**WHAT IS NEEDED:** List every line in the rows below that contains the string "trace".

+ + + + +

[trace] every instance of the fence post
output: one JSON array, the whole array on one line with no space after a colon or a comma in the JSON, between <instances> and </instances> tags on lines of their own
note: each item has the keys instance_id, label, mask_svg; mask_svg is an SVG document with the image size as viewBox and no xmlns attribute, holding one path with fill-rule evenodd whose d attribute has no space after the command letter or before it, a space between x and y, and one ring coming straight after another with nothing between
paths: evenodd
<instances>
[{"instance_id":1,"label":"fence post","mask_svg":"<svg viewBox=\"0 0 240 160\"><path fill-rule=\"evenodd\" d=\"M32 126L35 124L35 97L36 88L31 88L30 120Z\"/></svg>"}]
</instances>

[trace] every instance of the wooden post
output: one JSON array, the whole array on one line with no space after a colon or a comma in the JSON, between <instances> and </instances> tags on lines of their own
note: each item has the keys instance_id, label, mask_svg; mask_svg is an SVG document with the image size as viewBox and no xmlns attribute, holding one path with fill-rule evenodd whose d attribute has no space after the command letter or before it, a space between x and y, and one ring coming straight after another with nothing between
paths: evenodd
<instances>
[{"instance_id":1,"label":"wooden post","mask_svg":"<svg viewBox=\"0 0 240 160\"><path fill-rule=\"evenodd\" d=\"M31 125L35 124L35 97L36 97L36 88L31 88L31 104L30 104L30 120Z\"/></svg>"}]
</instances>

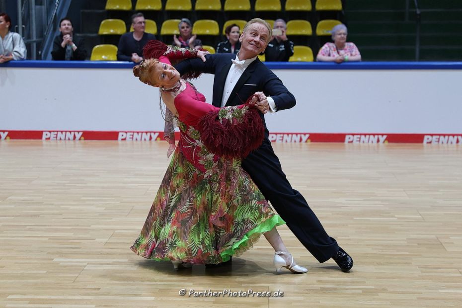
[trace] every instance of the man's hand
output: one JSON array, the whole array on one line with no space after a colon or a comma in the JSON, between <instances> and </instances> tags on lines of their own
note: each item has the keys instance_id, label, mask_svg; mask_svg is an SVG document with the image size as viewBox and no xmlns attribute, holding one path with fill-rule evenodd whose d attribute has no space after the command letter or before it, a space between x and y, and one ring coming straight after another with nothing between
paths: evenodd
<instances>
[{"instance_id":1,"label":"man's hand","mask_svg":"<svg viewBox=\"0 0 462 308\"><path fill-rule=\"evenodd\" d=\"M197 37L197 35L194 34L190 38L189 38L189 40L188 41L188 45L189 45L190 48L194 49L194 43L196 43L196 38Z\"/></svg>"},{"instance_id":2,"label":"man's hand","mask_svg":"<svg viewBox=\"0 0 462 308\"><path fill-rule=\"evenodd\" d=\"M138 56L138 54L134 52L132 54L132 61L135 63L139 63L143 61L143 58Z\"/></svg>"},{"instance_id":3,"label":"man's hand","mask_svg":"<svg viewBox=\"0 0 462 308\"><path fill-rule=\"evenodd\" d=\"M196 55L196 57L197 58L200 58L202 59L202 61L205 62L205 55L209 55L210 53L208 51L202 51L202 50L199 50L197 52L197 54Z\"/></svg>"},{"instance_id":4,"label":"man's hand","mask_svg":"<svg viewBox=\"0 0 462 308\"><path fill-rule=\"evenodd\" d=\"M263 114L268 112L269 111L269 104L268 103L266 95L263 92L255 92L253 95L258 98L256 105L258 110Z\"/></svg>"},{"instance_id":5,"label":"man's hand","mask_svg":"<svg viewBox=\"0 0 462 308\"><path fill-rule=\"evenodd\" d=\"M180 40L176 37L176 34L173 34L173 42L175 42L175 44L178 47L181 47L181 42L180 42Z\"/></svg>"}]
</instances>

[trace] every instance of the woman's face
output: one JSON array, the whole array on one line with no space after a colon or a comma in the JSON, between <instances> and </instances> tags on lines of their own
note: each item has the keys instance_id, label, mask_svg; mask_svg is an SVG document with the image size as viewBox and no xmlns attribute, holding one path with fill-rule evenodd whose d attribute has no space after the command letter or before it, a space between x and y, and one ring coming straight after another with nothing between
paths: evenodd
<instances>
[{"instance_id":1,"label":"woman's face","mask_svg":"<svg viewBox=\"0 0 462 308\"><path fill-rule=\"evenodd\" d=\"M334 42L336 44L344 44L346 42L347 32L342 29L335 32L334 35Z\"/></svg>"},{"instance_id":2,"label":"woman's face","mask_svg":"<svg viewBox=\"0 0 462 308\"><path fill-rule=\"evenodd\" d=\"M5 21L5 19L3 16L0 16L0 31L3 32L6 29L8 30L8 28L9 27L9 23L7 23Z\"/></svg>"},{"instance_id":3,"label":"woman's face","mask_svg":"<svg viewBox=\"0 0 462 308\"><path fill-rule=\"evenodd\" d=\"M151 71L151 80L156 86L169 88L173 86L180 79L180 73L166 63L159 62Z\"/></svg>"},{"instance_id":4,"label":"woman's face","mask_svg":"<svg viewBox=\"0 0 462 308\"><path fill-rule=\"evenodd\" d=\"M183 38L189 38L191 36L191 26L186 22L180 24L180 34Z\"/></svg>"},{"instance_id":5,"label":"woman's face","mask_svg":"<svg viewBox=\"0 0 462 308\"><path fill-rule=\"evenodd\" d=\"M239 27L234 26L231 28L231 31L228 34L228 39L231 44L235 44L239 40L239 37L240 36L240 29Z\"/></svg>"}]
</instances>

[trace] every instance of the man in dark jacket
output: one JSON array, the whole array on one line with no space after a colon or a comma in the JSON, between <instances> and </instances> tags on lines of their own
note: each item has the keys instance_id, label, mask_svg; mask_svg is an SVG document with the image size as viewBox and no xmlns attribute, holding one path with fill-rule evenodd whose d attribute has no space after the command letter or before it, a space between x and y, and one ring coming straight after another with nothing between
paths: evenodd
<instances>
[{"instance_id":1,"label":"man in dark jacket","mask_svg":"<svg viewBox=\"0 0 462 308\"><path fill-rule=\"evenodd\" d=\"M83 39L73 36L72 21L68 17L60 21L61 34L53 41L51 56L54 60L80 60L86 59L87 52L85 49Z\"/></svg>"},{"instance_id":2,"label":"man in dark jacket","mask_svg":"<svg viewBox=\"0 0 462 308\"><path fill-rule=\"evenodd\" d=\"M119 40L117 60L139 63L143 61L143 48L149 40L155 40L155 36L145 32L146 21L142 13L132 16L132 25L133 32L122 34Z\"/></svg>"},{"instance_id":3,"label":"man in dark jacket","mask_svg":"<svg viewBox=\"0 0 462 308\"><path fill-rule=\"evenodd\" d=\"M289 41L286 35L286 22L284 19L276 19L273 29L275 33L265 51L265 61L287 62L294 54L294 42Z\"/></svg>"}]
</instances>

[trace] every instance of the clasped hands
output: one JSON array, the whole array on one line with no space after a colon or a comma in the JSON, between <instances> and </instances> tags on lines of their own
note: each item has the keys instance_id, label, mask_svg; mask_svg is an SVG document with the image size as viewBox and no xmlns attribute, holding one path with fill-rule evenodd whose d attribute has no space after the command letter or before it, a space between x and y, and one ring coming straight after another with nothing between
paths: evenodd
<instances>
[{"instance_id":1,"label":"clasped hands","mask_svg":"<svg viewBox=\"0 0 462 308\"><path fill-rule=\"evenodd\" d=\"M250 99L250 104L255 105L262 113L265 114L269 111L268 99L263 92L255 92Z\"/></svg>"}]
</instances>

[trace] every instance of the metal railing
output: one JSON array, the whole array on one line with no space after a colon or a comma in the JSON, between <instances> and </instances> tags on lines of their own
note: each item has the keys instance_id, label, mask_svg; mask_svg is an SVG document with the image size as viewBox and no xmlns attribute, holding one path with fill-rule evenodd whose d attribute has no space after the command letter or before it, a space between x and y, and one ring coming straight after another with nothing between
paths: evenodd
<instances>
[{"instance_id":1,"label":"metal railing","mask_svg":"<svg viewBox=\"0 0 462 308\"><path fill-rule=\"evenodd\" d=\"M46 58L44 52L48 51L47 44L52 42L56 20L61 18L58 15L67 13L70 2L70 0L17 0L18 24L15 31L28 46L29 59Z\"/></svg>"},{"instance_id":2,"label":"metal railing","mask_svg":"<svg viewBox=\"0 0 462 308\"><path fill-rule=\"evenodd\" d=\"M406 0L405 17L406 21L409 21L409 0ZM420 21L421 14L417 0L414 0L414 5L415 6L415 61L418 61L420 58Z\"/></svg>"},{"instance_id":3,"label":"metal railing","mask_svg":"<svg viewBox=\"0 0 462 308\"><path fill-rule=\"evenodd\" d=\"M414 0L415 5L415 61L420 58L420 9L417 0Z\"/></svg>"}]
</instances>

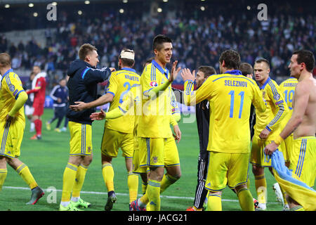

+ + + + +

**RESPONSE BELOW:**
[trace] every instance of the fence post
[trace] every instance of the wooden post
[trace] every instance of the man's hand
[trace] every instance of the woman's face
[trace] every instance of the man in dark jacket
[trace] every instance of the clasped hands
[trace] every instance of the metal railing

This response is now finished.